## RECORDS SUPPLIED
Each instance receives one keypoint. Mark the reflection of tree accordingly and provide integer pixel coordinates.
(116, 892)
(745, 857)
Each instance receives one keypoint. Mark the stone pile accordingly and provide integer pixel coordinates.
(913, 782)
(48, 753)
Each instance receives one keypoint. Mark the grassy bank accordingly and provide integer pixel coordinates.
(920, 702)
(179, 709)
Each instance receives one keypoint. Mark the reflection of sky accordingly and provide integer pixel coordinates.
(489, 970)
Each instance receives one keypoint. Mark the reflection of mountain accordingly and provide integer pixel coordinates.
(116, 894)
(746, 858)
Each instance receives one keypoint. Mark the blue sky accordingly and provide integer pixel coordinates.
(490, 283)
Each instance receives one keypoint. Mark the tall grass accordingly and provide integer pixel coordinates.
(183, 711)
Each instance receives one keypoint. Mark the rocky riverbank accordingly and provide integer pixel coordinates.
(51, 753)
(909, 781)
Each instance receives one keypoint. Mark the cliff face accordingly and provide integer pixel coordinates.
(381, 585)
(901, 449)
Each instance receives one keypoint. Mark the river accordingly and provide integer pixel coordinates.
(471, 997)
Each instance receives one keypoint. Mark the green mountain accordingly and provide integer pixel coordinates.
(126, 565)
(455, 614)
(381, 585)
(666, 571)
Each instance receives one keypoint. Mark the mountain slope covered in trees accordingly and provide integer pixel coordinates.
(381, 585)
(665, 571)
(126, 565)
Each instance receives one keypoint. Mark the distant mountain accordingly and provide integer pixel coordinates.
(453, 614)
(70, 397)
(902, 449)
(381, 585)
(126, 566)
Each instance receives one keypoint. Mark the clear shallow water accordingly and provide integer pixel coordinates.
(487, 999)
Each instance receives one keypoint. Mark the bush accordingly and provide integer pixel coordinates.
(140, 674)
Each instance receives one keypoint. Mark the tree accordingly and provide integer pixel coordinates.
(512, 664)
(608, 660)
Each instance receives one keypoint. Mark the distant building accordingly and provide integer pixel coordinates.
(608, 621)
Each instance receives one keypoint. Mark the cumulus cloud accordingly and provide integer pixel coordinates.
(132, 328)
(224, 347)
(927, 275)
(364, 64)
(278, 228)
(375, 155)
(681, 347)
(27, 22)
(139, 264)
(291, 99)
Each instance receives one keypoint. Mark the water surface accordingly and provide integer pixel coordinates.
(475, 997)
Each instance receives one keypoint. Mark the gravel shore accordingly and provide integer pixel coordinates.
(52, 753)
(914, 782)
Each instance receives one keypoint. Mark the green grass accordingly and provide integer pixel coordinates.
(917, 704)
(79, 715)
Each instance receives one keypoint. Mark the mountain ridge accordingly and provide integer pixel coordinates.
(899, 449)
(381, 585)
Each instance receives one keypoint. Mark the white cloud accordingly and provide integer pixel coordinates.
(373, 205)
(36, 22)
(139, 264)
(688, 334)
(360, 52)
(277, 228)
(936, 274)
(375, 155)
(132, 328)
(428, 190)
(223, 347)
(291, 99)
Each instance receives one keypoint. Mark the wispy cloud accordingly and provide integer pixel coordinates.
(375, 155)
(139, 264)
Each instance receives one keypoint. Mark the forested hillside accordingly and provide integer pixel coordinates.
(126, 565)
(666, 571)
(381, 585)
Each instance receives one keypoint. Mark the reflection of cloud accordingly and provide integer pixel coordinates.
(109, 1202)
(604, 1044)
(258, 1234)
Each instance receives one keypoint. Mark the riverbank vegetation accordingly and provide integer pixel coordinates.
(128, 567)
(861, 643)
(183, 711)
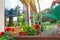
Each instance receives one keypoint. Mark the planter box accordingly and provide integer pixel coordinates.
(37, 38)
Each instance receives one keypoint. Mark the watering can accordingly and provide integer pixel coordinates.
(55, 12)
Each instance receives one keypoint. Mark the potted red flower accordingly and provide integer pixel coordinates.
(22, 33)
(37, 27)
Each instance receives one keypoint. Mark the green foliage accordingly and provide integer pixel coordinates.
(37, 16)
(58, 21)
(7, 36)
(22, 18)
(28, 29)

==

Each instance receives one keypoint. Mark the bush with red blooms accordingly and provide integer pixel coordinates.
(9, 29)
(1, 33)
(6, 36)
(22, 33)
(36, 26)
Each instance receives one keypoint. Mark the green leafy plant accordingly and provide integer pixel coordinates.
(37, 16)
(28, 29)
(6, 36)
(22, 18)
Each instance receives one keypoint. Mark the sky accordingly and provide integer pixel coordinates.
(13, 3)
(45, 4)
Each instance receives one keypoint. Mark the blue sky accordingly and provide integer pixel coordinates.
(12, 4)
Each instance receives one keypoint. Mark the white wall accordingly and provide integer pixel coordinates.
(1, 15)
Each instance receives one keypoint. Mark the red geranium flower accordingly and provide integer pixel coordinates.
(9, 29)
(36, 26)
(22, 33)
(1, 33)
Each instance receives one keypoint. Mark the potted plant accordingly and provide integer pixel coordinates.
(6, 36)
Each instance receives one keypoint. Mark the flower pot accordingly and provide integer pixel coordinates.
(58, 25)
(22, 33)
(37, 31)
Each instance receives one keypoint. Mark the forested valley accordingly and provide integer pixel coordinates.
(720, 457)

* * *

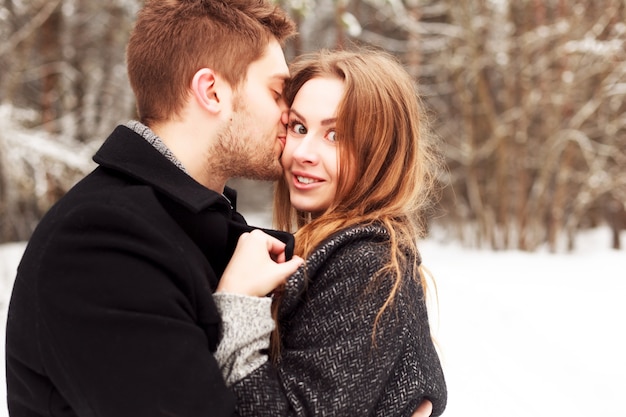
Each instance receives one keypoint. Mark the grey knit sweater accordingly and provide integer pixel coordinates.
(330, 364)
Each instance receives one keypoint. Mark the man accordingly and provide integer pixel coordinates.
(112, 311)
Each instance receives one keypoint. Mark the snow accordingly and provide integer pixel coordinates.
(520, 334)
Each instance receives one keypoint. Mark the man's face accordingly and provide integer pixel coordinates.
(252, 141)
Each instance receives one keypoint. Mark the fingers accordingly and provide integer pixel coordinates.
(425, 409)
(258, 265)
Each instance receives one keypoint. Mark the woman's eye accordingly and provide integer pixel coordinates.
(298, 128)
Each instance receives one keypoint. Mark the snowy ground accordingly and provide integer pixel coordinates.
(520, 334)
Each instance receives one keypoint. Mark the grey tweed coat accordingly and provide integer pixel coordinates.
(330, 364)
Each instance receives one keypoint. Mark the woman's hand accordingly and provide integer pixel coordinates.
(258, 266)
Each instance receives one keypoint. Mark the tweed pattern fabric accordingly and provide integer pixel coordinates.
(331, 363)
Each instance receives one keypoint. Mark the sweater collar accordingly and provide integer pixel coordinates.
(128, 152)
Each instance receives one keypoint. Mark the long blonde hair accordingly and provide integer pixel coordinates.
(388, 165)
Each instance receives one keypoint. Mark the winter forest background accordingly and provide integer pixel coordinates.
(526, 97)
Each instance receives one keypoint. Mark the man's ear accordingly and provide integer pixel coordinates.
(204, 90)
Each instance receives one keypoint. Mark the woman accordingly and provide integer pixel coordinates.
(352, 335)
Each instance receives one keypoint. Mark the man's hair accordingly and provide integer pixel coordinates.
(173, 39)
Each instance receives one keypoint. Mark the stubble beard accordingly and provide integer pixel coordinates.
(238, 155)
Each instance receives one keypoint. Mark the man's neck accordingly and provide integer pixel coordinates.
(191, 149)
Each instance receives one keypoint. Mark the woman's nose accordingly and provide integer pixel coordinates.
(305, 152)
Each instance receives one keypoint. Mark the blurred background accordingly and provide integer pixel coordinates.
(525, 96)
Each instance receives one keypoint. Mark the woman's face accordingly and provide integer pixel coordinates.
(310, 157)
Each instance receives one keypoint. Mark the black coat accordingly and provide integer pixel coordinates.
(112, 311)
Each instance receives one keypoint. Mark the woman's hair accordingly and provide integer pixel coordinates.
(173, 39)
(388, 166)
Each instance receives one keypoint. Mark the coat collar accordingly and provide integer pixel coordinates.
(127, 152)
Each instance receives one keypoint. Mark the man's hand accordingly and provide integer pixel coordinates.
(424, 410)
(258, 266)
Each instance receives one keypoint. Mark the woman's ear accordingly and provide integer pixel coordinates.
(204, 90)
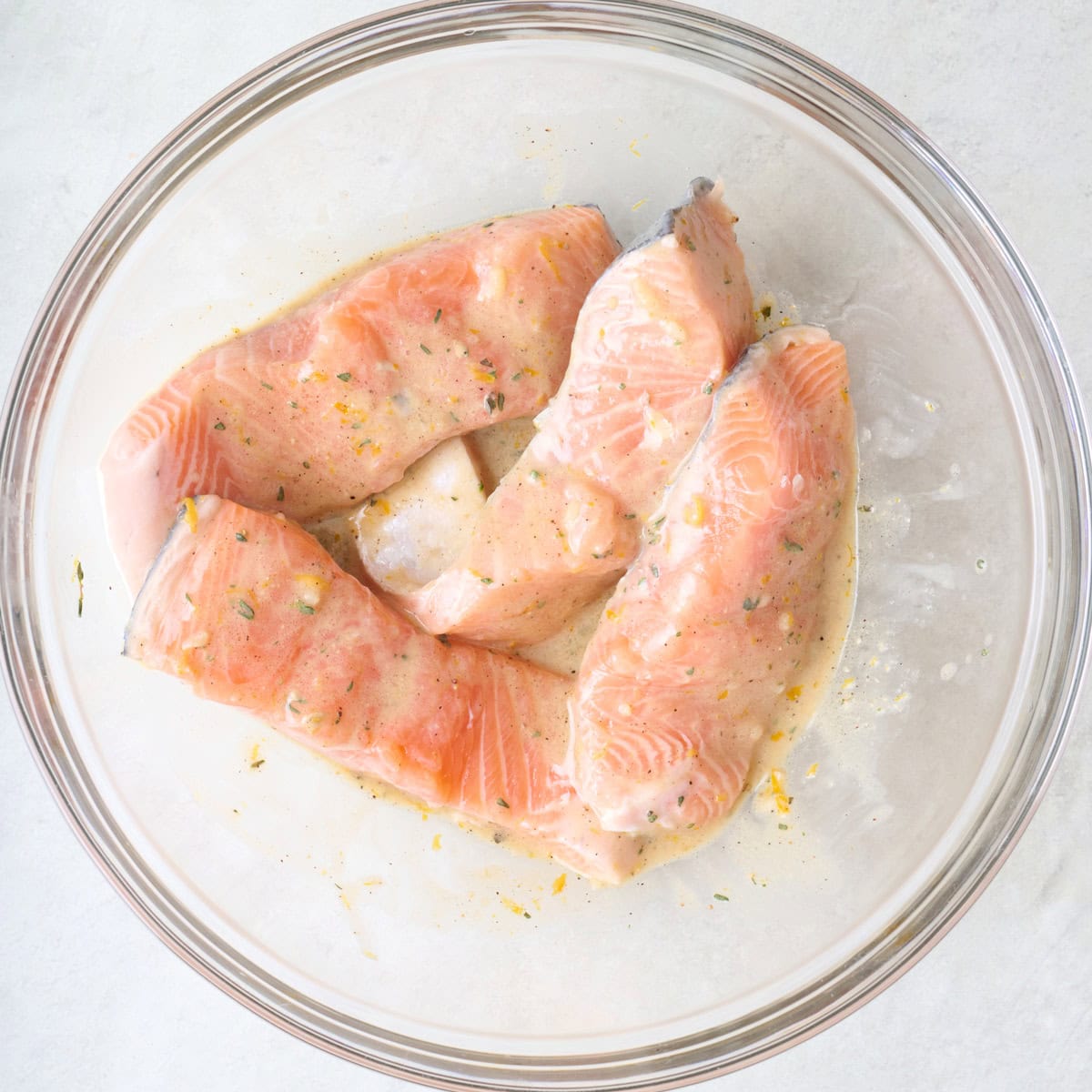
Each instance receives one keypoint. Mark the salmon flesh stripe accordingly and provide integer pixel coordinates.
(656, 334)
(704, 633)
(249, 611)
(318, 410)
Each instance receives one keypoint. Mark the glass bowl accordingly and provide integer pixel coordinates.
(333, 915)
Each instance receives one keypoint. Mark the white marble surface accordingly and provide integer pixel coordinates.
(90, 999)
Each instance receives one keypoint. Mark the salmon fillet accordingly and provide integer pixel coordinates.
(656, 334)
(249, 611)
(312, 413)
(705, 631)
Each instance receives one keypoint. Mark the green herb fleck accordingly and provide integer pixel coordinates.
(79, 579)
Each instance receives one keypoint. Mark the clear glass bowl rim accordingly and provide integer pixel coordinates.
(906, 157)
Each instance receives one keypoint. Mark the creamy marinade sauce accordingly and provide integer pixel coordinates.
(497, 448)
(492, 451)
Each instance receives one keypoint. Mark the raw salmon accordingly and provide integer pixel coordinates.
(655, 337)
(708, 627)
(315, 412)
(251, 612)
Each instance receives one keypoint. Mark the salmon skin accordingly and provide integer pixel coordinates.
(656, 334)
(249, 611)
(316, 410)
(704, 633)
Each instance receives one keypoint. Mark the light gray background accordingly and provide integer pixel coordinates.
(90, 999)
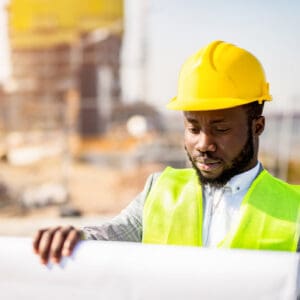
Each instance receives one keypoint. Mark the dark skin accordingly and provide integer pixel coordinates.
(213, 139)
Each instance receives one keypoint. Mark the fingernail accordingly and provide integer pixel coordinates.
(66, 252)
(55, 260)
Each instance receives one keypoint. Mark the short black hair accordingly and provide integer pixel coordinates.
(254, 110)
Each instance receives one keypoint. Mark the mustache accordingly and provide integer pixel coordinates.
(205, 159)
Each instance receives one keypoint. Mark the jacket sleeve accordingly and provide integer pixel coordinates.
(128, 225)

## OBJECTIVE
Please gather every line of the data above that contains the string "skin", copying each such line in full. Case counts.

## WRITTEN SOLUTION
Each instance receives one keypoint. Mark the salmon skin accordingly and provide integer pixel coordinates.
Each instance receives one keypoint. Mark the dark skin accordingly and provide integer pixel coordinates.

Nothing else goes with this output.